** start Text segment **

C. The powers, preferences rights, restrictions, and other matters relating to the Common Stock are as follows:

1. Relative Rights of Preferred Stock and Common Stock. All preferences, voting powers, relative, participating, optional or other special rights and privileges, and qualifications, limitations, or restrictions of the Common Stock are expressly made subject and subordinate to those that may be fixed with respect to any shares of the Preferred Stock.

2. Voting Rights. Except as otherwise required by law or this Certificate of Incorporation, each holder of Common Stock shall have one vote in respect of each share of stock held by such holder of record on the books of the Corporation for the election of directors and on all matters submitted to a vote of stockholders of the Corporation.

3. Dividends. Subject to the preferential rights of the Preferred Stock, the holders of shares of Common Stock shall be entitled to receive, when and if declared by the Board of Directors, out of the assets of the Corporation which are by law available therefor, dividends payable either in case, in property or in shares of capital stock.

4. Dissolution, Liquidation or Winding Up. In the event of any dissolution, liquidation or winding up of the affairs of the Corporation, after distribution in full of the preferential amounts, if any, to be distributed to the holders of shares of the Preferred Stock, holders of Common Stock shall be entitled, unless otherwise provided by law or this Certificate of Incorporation, to receive all of the remaining assets of the Corporation of whatever kind available for distribution to stockholders ratably in proportion to the number of shares of Common Stock held by them respectively.

ARTICLE V

In furtherance and not in limitation of the powers conferred by statute, the Board of Directors of the Corporation shall have the power, subject to the rights of any holders of Preferred Stock that


may be in existence at such time, both before and after receipt of any payment for any of the Corporation’s capital stock, to adopt, amend, repeal or otherwise alter the Bylaws of the Corporation without any action on the part of the stockholders; provided, however, that the grant of such power to the Board of Directors of the Corporation shall not divest the stockholders of nor limit their power, to adopt, amend, repeal or otherwise alter the Bylaws.

ARTICLE VI

Elections of directors need not be by written ballot.

ARTICLE VII

The Corporation reserves the right to adopt, repeal, rescind or amend in any respect any provisions contained in this Certificate of Incorporation in the manner now or hereafter prescribed by applicable law, and all rights conferred on stockholders herein are granted subject to this reservation.

ARTICLE VIII

A. A director of the Corporation shall, to the full extent permitted by the Delaware General Corporation Law as it now exists or as it may hereafter be amended, not be liable to the Corporation or its shareholders for monetary damages for breach of fiduciary duty as a director.

** end Text segment **
** start Material supplied **

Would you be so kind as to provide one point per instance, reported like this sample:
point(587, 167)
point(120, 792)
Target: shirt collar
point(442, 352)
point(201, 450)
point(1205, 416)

** end Material supplied **

**Tasks to perform**
A. In the certificate of incorporation excerpt, list the headings of the numbered sections under part C about the Common Stock.
B. Translate this sentence from the certificate of incorporation excerpt into Spanish: "Elections of directors need not be by written ballot."
C. Answer these questions using the certificate of incorporation excerpt:
(i) How many votes does a holder of Common Stock have for each share held?
(ii) Who must declare dividends before Common Stock holders can receive them?
(iii) Which law sets the limit on how far a director is freed from liability for monetary damages?
Work only from the certificate of incorporation excerpt, not the listing.

**Task responses**
A.
Relative Rights of Preferred Stock and Common Stock
Voting Rights
Dividends
Dissolution, Liquidation or Winding Up

B. No es necesario que las elecciones de directores se realicen por votación escrita.

C.
(i) One vote per share.
(ii) The Board of Directors.
(iii) The Delaware General Corporation Law.